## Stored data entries
§
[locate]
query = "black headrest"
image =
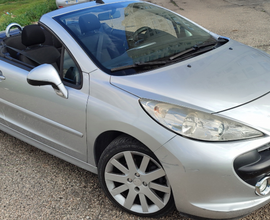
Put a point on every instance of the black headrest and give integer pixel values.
(88, 23)
(32, 35)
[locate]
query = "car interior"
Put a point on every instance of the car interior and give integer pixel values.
(35, 46)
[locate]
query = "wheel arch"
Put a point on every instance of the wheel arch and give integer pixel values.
(102, 142)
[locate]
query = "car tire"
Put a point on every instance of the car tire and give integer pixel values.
(133, 178)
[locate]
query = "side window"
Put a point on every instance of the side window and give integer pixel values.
(70, 73)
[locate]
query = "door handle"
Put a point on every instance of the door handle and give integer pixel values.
(1, 76)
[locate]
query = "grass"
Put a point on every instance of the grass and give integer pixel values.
(23, 12)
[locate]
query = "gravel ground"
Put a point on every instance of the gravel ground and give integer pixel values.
(36, 185)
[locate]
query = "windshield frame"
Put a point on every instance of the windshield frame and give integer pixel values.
(131, 70)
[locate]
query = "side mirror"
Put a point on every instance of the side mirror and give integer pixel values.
(46, 74)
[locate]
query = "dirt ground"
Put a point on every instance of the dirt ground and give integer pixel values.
(246, 21)
(36, 185)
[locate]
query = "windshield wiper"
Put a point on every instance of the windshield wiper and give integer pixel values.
(195, 48)
(138, 65)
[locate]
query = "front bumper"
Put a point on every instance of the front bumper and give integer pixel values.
(203, 177)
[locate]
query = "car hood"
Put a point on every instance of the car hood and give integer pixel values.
(224, 78)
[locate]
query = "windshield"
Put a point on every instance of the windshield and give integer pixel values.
(127, 33)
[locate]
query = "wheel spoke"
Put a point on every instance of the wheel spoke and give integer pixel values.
(143, 202)
(159, 187)
(144, 163)
(130, 162)
(119, 166)
(115, 177)
(154, 175)
(130, 199)
(154, 198)
(119, 190)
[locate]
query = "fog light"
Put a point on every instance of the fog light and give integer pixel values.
(262, 187)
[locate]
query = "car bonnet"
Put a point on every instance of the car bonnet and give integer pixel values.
(223, 78)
§
## ACTION ITEM
This exercise calls for the lines from the one holding "Put a point on every instance of the grass" through the end of the entries, transcribed exactly and with nothing more.

## ANSWER SPACE
Put a point on every instance of the grass and give integer pixel values.
(23, 12)
[locate]
query = "gravel ground"
Put a point on every instance of the gravel ground and give integer pixel values.
(36, 185)
[locate]
query = "windshield frame"
Put a point on every instance of the windshield frame and give integer pixel values.
(131, 70)
[locate]
query = "side mirror"
Put a point on every instance of the side mirror and give integer pixel values.
(46, 74)
[locate]
query = "dirt ground"
Put a point on every instance of the dirt ground and give integer pixel values.
(246, 21)
(36, 185)
[locate]
query = "windshield wiper"
Put a point on every instance of the windshield wiper and give integer pixel values.
(195, 48)
(138, 65)
[locate]
query = "front bumper"
Put a point on every instance of the front bumper and give integer pixel values.
(203, 177)
[locate]
query = "car hood"
Put a point on every instance of the car hood and give integer pixel values.
(224, 78)
[locate]
query = "windshield"
Put a point on every instance of the windshield and give integer pixel values.
(127, 33)
[locate]
query = "wheel spoke"
Put a point on every instance of the wheel spoke and give integer pixel values.
(143, 202)
(159, 187)
(144, 163)
(130, 162)
(119, 166)
(115, 177)
(154, 175)
(130, 199)
(154, 198)
(119, 190)
[locate]
query = "fog light"
Put a point on every instance of the fog light and give integer pixel values.
(262, 187)
[locate]
query = "car bonnet"
Put a point on every instance of the car bonnet and give integer pixel values.
(223, 78)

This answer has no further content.